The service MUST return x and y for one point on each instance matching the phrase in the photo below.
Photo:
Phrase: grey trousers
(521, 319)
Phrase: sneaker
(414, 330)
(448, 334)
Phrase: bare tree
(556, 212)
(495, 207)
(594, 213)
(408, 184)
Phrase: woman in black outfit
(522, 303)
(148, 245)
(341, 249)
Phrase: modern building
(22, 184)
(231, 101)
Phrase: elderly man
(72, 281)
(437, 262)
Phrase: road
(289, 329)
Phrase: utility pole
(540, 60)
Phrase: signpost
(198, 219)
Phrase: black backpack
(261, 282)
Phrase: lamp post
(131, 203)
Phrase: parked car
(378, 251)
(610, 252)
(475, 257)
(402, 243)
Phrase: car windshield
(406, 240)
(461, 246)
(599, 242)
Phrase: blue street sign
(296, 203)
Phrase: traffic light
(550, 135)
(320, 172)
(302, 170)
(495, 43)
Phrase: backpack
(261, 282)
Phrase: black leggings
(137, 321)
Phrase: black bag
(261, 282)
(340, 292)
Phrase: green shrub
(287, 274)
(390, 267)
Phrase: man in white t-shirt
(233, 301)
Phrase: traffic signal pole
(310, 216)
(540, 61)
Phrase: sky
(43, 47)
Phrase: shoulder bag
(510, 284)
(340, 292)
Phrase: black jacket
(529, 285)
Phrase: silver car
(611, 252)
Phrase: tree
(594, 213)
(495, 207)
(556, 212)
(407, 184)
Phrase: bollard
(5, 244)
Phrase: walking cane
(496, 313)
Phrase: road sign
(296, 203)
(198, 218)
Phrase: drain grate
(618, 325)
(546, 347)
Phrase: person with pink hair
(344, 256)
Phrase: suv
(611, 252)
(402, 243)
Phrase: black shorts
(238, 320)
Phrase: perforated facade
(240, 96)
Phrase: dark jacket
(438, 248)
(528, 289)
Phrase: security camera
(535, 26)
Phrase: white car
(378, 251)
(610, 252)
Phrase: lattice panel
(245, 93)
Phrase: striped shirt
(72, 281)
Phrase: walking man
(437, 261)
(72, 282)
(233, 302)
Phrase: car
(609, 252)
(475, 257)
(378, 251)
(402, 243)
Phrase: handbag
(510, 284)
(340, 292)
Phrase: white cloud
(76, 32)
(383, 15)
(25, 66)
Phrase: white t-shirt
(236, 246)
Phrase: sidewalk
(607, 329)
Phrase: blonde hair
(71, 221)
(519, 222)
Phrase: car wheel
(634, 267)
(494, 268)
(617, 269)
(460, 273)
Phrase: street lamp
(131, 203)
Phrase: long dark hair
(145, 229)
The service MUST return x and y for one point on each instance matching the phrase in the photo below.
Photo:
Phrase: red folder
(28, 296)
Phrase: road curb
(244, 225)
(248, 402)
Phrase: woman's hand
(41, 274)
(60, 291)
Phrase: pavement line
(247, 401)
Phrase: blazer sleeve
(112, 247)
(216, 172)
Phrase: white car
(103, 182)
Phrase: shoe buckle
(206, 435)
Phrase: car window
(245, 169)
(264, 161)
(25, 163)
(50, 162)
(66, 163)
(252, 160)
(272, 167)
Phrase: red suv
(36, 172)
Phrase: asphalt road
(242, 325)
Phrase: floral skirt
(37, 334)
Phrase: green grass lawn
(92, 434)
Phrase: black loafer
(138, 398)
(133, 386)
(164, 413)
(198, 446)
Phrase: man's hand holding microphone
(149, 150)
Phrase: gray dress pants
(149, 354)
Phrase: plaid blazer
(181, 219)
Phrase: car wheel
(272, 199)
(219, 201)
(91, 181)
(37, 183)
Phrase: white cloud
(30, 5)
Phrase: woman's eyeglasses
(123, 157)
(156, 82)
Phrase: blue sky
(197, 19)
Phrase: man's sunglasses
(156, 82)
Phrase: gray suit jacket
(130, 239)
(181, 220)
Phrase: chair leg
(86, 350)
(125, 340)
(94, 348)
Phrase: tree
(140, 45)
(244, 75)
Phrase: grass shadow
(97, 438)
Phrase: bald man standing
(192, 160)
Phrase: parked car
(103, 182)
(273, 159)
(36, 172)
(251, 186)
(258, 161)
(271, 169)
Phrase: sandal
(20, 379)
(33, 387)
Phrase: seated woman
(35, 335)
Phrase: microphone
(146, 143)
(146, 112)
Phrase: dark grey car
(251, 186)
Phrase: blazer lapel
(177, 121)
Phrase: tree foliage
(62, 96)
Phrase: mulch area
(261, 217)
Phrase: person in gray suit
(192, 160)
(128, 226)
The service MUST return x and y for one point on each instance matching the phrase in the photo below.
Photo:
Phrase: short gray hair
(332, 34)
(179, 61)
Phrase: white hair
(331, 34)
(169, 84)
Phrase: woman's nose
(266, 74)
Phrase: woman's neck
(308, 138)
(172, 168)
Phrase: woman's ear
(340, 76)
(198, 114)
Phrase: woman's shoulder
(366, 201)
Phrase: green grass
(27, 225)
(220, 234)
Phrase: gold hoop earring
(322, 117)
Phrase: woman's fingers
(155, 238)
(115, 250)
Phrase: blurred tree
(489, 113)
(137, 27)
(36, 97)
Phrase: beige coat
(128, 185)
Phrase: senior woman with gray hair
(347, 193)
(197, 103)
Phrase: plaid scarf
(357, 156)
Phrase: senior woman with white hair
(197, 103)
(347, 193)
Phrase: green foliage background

**WHAT IS REQUIRED:** Each line of the data is to be retyped exactly as shown.

**ANSWER SPACE:**
The service MUST return x and y for one point on each instance matching the phrase in the photo below.
Photo:
Phrase: grey trousers
(521, 319)
Phrase: sneaker
(414, 330)
(448, 334)
Phrase: bare tree
(556, 212)
(495, 207)
(594, 213)
(408, 184)
Phrase: woman in black outfit
(522, 303)
(148, 245)
(341, 249)
Phrase: modern building
(22, 184)
(231, 101)
Phrase: elderly man
(72, 281)
(437, 262)
Phrase: road
(289, 329)
Phrase: utility pole
(540, 60)
Phrase: signpost
(198, 219)
Phrase: black backpack
(261, 282)
Phrase: lamp post
(131, 203)
Phrase: parked car
(378, 251)
(610, 252)
(475, 257)
(402, 243)
Phrase: car windshield
(406, 240)
(461, 246)
(599, 242)
Phrase: blue street sign
(296, 203)
Phrase: traffic light
(550, 135)
(320, 172)
(302, 170)
(495, 43)
Phrase: backpack
(261, 282)
Phrase: black leggings
(137, 321)
Phrase: black bag
(261, 282)
(340, 292)
Phrase: green shrub
(287, 274)
(390, 267)
Phrase: man in white t-shirt
(233, 301)
Phrase: traffic signal pole
(310, 216)
(540, 61)
Phrase: sky
(43, 47)
Phrase: shoulder bag
(510, 284)
(340, 292)
Phrase: black jacket
(529, 285)
Phrase: silver car
(611, 252)
Phrase: tree
(594, 213)
(495, 207)
(556, 212)
(407, 184)
Phrase: bollard
(5, 244)
Phrase: walking cane
(496, 313)
Phrase: road sign
(296, 203)
(198, 218)
Phrase: drain grate
(618, 325)
(546, 347)
Phrase: person with pink hair
(344, 256)
Phrase: suv
(611, 252)
(402, 243)
Phrase: black shorts
(238, 320)
Phrase: perforated facade
(240, 96)
Phrase: dark jacket
(438, 248)
(528, 289)
Phrase: security camera
(535, 26)
Phrase: white car
(378, 251)
(610, 252)
Phrase: lattice panel
(245, 93)
Phrase: striped shirt
(72, 281)
Phrase: walking man
(437, 261)
(72, 282)
(233, 302)
Phrase: car
(609, 252)
(475, 257)
(378, 251)
(402, 243)
Phrase: handbag
(510, 284)
(340, 292)
Phrase: white cloud
(76, 32)
(383, 15)
(25, 66)
Phrase: white t-shirt
(236, 246)
Phrase: sidewalk
(607, 329)
Phrase: blonde hair
(71, 221)
(519, 222)
Phrase: car wheel
(634, 267)
(494, 268)
(617, 269)
(460, 273)
Phrase: street lamp
(131, 203)
Phrase: long dark hair
(145, 229)
The service MUST return x and y for one point on each instance matching the phrase in the photo below.
Photo:
Phrase: red folder
(28, 296)
Phrase: road curb
(244, 225)
(248, 402)
Phrase: woman's hand
(41, 274)
(60, 291)
Phrase: pavement line
(247, 401)
Phrase: blazer sleeve
(112, 247)
(216, 172)
Phrase: white car
(103, 182)
Phrase: shoe buckle
(206, 435)
Phrase: car window
(245, 169)
(264, 161)
(25, 163)
(50, 162)
(66, 163)
(252, 160)
(272, 167)
Phrase: red suv
(36, 172)
Phrase: asphalt road
(242, 325)
Phrase: floral skirt
(37, 334)
Phrase: green grass lawn
(92, 434)
Phrase: black loafer
(138, 398)
(133, 386)
(164, 413)
(198, 446)
Phrase: man's hand holding microphone
(149, 150)
Phrase: gray dress pants
(149, 354)
Phrase: plaid blazer
(181, 219)
Phrase: car wheel
(272, 199)
(219, 201)
(91, 181)
(37, 183)
Phrase: white cloud
(30, 5)
Phrase: woman's eyeglasses
(123, 157)
(156, 82)
Phrase: blue sky
(197, 19)
Phrase: man's sunglasses
(156, 82)
Phrase: gray suit jacket
(130, 239)
(181, 220)
Phrase: chair leg
(86, 350)
(125, 340)
(94, 348)
Phrase: tree
(140, 45)
(244, 75)
Phrase: grass shadow
(97, 438)
Phrase: bald man standing
(192, 160)
Phrase: parked car
(103, 182)
(273, 159)
(36, 172)
(251, 186)
(258, 161)
(271, 169)
Phrase: sandal
(20, 379)
(33, 387)
Phrase: seated woman
(35, 335)
Phrase: microphone
(146, 143)
(146, 112)
Phrase: dark grey car
(251, 186)
Phrase: blazer lapel
(177, 121)
Phrase: tree foliage
(62, 96)
Phrase: mulch area
(261, 217)
Phrase: person in gray suit
(192, 160)
(128, 226)
The service MUST return x and y for one point on each instance matching the phrase in the photo below.
Photo:
Phrase: short gray hair
(332, 34)
(179, 61)
Phrase: white hair
(331, 34)
(169, 84)
Phrase: woman's nose
(266, 74)
Phrase: woman's neck
(308, 138)
(172, 168)
Phrase: woman's ear
(340, 76)
(198, 114)
Phrase: woman's shoulder
(366, 201)
Phrase: green grass
(27, 225)
(220, 234)
Phrase: gold hoop earring
(322, 117)
Phrase: woman's fingers
(155, 238)
(115, 250)
Phrase: blurred tree
(489, 113)
(137, 27)
(36, 97)
Phrase: beige coat
(128, 185)
Phrase: senior woman with gray hair
(347, 193)
(197, 103)
Phrase: plaid scarf
(357, 156)
Phrase: senior woman with white hair
(197, 103)
(347, 193)
Phrase: green foliage background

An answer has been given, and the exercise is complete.